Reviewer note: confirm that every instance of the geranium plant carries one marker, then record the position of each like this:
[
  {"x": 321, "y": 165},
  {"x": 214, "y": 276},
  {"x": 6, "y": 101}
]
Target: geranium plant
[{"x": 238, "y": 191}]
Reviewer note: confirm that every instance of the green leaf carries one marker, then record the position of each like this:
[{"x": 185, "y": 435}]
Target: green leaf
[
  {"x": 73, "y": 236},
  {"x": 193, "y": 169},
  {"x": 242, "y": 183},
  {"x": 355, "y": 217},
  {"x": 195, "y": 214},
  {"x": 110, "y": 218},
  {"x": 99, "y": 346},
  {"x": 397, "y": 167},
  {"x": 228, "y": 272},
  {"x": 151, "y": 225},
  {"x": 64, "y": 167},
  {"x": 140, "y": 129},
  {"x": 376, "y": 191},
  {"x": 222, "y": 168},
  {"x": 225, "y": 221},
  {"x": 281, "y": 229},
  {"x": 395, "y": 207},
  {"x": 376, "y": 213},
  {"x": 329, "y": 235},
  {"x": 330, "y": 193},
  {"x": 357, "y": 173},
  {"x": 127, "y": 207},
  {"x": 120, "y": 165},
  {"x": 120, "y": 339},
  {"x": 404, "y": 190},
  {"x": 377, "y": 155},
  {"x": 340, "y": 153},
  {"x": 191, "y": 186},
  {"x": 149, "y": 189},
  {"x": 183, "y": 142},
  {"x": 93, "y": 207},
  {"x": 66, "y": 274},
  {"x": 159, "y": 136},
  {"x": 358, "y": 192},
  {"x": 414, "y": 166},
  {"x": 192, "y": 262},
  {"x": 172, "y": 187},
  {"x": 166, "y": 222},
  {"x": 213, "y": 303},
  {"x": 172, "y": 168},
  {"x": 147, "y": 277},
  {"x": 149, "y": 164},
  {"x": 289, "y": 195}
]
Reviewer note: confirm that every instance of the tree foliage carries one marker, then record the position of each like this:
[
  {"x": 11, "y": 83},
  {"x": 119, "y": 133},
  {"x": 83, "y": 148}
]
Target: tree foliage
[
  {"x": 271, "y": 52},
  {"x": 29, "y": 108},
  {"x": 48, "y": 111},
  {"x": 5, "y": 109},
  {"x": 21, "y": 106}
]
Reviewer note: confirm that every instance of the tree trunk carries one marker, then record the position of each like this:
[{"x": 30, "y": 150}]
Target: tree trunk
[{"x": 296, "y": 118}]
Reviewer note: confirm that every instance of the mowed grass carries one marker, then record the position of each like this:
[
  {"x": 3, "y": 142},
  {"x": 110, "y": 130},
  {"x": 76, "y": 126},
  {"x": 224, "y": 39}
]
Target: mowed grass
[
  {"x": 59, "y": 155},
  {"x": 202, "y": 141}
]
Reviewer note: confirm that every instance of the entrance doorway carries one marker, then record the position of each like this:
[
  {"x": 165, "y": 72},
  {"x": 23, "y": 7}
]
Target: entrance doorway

■ **The problem**:
Report all lines of the material that contain the word "doorway".

■ **Written solution**:
Reviewer note: confirm that every instance of the entrance doorway carries one marker, then record the position of each like this:
Target: entrance doorway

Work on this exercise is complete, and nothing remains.